## GOAL OF THE EXERCISE
Return exactly the span that opens with the line containing "Place one marker on every instance of the fx4" and closes with the final line of the records, both included.

## DATA FOR THIS TASK
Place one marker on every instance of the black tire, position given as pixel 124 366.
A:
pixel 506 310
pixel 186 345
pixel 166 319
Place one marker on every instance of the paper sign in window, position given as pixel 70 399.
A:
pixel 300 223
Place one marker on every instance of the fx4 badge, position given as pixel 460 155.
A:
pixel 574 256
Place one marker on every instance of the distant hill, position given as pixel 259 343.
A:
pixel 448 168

## RESPONSE BOX
Place one marker on every instance of the fx4 badge, position given as pixel 460 155.
A:
pixel 574 256
Place one marker on every instance of the distant hill, position given as pixel 259 343.
A:
pixel 448 168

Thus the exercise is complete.